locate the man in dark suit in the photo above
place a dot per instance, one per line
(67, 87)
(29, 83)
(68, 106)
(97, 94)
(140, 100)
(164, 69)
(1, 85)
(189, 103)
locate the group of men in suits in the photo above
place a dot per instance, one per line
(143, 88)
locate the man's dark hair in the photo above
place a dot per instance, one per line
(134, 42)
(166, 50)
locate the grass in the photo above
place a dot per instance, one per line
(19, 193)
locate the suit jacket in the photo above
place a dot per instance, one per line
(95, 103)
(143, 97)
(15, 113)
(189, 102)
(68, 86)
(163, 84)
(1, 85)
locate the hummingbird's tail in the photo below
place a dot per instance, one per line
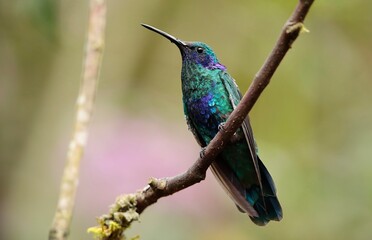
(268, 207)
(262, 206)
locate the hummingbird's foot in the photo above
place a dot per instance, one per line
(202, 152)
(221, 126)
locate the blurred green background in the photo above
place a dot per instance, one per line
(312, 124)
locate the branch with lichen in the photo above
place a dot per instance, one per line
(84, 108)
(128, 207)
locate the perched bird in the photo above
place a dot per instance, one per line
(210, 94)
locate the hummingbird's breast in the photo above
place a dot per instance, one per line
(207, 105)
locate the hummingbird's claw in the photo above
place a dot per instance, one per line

==

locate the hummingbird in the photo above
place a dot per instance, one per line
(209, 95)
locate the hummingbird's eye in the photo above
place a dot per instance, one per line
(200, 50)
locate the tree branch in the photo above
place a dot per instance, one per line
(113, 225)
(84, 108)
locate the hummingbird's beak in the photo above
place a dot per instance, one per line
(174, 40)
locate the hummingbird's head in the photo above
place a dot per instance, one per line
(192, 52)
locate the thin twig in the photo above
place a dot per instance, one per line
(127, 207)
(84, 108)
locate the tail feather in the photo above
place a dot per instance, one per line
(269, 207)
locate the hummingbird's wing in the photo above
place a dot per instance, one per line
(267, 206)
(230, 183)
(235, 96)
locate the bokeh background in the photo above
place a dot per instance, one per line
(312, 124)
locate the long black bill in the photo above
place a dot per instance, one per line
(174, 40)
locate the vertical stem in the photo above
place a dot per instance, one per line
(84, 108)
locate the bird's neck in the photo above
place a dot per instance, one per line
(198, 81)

--

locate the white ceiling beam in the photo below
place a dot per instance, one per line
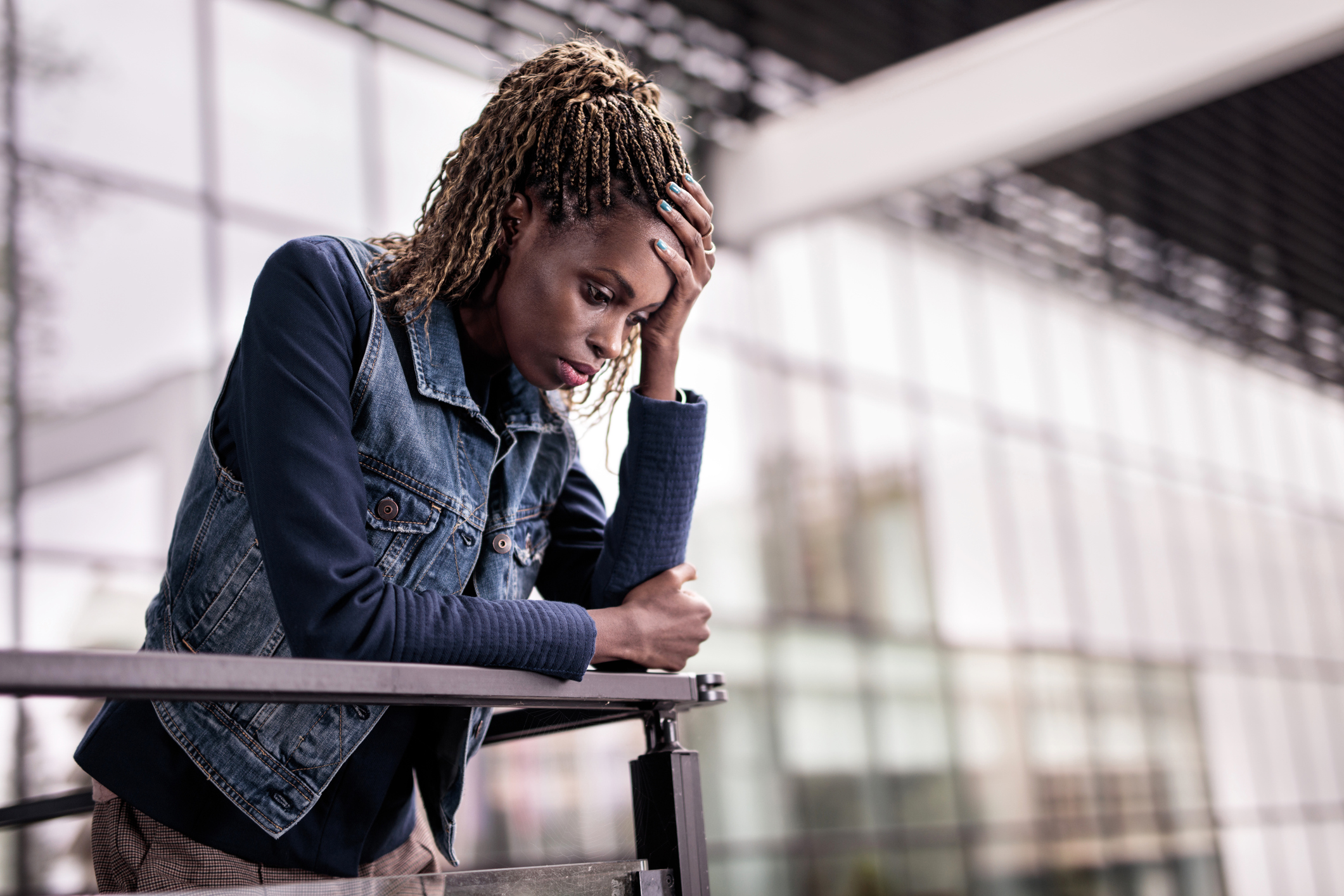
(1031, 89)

**What you need to do:**
Above are records with pictures. Reproduce exactly only the lines from the line with "locate the man in" through the line with "locate the hummingbird's foot", both ends included, and leave the pictures out.

**Solution to this exercise:**
locate the man in dark suit in the photo above
place a dot per instance, one per line
(67, 87)
(29, 83)
(68, 106)
(97, 94)
(140, 100)
(164, 69)
(1, 85)
(189, 103)
locate the group of men in suits in the photo above
place a dot per instance, one per line
(143, 88)
locate the man's dark hair in the photo above
place a dot per instance, one per line
(134, 42)
(166, 50)
locate the grass in the photo above
place a dot per instance, one per line
(19, 193)
locate the suit jacket in the photo above
place a dot per instance, one per line
(95, 103)
(143, 97)
(15, 113)
(189, 102)
(68, 86)
(163, 84)
(1, 85)
locate the hummingbird's tail in the photo below
place a dot per instance, one per line
(268, 207)
(262, 206)
locate the hummingbird's foot in the photo above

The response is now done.